> Exercise aim:
Of all the lines in the material, how many carry the string "boat"? Respond with the number by itself.

*** Record excerpts Section Begins ***

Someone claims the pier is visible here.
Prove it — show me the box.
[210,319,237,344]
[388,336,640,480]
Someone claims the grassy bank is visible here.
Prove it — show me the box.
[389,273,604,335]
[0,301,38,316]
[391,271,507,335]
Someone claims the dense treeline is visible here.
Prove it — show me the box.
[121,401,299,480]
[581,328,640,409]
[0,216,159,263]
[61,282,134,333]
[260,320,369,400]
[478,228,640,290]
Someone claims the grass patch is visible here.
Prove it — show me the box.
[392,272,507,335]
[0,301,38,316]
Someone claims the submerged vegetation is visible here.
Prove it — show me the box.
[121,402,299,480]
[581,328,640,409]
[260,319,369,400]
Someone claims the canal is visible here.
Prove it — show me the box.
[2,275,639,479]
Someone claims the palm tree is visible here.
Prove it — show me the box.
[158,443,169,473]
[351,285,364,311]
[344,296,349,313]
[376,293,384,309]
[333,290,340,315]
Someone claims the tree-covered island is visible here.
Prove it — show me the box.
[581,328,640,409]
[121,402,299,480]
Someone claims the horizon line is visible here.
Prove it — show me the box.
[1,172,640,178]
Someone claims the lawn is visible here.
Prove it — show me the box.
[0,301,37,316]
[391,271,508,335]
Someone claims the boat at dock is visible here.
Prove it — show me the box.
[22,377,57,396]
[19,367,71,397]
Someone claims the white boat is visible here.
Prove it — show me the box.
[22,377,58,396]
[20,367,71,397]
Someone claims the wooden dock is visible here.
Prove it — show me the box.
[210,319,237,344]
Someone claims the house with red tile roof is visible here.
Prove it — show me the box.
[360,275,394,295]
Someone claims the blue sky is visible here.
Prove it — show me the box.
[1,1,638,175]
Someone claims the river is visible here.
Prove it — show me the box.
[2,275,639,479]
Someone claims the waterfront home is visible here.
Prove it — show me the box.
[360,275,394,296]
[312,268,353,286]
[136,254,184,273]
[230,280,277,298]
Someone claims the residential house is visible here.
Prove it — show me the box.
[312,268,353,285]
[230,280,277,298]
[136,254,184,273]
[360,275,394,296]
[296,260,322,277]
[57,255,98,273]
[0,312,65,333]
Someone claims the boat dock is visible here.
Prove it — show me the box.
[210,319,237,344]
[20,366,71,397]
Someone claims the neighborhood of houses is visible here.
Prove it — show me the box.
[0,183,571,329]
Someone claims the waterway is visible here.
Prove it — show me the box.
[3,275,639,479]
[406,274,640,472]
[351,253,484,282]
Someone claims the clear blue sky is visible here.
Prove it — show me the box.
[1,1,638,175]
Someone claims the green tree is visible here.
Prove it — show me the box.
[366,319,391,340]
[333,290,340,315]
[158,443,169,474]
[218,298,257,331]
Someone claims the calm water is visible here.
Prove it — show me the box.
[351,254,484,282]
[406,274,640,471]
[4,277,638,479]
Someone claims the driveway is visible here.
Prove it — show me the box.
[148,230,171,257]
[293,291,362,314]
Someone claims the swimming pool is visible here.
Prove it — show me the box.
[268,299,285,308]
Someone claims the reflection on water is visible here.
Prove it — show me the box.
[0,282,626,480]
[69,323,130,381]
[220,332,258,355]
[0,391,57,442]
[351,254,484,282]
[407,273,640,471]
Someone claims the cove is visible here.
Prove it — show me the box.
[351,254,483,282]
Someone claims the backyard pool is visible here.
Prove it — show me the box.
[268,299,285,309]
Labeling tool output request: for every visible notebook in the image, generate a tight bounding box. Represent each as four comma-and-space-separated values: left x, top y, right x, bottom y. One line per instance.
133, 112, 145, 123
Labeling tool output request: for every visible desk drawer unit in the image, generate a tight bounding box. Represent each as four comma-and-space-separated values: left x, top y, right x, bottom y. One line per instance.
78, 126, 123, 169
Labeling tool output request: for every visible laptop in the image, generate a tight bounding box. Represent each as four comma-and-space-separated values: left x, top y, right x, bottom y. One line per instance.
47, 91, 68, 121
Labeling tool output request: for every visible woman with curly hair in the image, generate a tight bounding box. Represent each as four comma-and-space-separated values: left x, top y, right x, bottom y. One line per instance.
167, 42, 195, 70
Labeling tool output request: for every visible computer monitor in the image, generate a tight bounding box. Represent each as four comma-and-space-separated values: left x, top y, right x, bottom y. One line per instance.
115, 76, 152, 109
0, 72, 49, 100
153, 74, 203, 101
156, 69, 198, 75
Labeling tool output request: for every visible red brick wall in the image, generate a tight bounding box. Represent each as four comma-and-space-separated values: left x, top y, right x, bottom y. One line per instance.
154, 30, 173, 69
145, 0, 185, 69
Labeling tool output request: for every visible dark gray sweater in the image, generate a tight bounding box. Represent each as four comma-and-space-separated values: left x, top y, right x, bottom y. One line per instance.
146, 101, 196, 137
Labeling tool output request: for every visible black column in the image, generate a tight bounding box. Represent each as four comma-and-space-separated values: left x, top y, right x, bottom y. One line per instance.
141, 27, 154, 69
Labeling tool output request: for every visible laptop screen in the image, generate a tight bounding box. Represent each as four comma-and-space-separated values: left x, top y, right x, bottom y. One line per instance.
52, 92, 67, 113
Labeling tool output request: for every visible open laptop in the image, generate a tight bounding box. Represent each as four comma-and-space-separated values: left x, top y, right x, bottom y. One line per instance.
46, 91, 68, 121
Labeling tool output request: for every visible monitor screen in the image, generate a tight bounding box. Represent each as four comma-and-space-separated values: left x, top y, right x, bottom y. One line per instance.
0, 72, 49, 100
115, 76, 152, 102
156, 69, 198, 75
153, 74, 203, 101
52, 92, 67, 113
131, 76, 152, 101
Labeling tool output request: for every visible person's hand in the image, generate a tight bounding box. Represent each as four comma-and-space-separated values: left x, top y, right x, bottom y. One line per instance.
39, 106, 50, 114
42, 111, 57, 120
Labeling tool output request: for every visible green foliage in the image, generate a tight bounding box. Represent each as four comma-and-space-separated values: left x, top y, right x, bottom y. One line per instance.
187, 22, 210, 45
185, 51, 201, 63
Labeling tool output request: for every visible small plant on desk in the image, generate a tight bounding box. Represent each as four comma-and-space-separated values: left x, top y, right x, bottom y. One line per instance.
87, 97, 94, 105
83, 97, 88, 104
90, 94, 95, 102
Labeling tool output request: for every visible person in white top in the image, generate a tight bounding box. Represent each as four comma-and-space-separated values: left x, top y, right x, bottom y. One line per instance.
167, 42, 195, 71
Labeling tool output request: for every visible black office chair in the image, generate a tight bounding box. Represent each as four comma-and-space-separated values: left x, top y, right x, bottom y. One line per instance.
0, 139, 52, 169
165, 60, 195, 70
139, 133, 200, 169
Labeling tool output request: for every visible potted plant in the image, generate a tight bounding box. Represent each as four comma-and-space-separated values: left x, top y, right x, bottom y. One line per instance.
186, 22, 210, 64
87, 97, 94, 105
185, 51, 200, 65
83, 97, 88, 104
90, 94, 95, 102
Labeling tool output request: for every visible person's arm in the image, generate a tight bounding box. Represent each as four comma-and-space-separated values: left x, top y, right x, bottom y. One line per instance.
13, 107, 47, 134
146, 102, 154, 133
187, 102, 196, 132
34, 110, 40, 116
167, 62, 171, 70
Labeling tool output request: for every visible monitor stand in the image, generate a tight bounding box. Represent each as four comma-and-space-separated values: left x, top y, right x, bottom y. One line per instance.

*** Record excerpts Section Ends ***

> Result:
3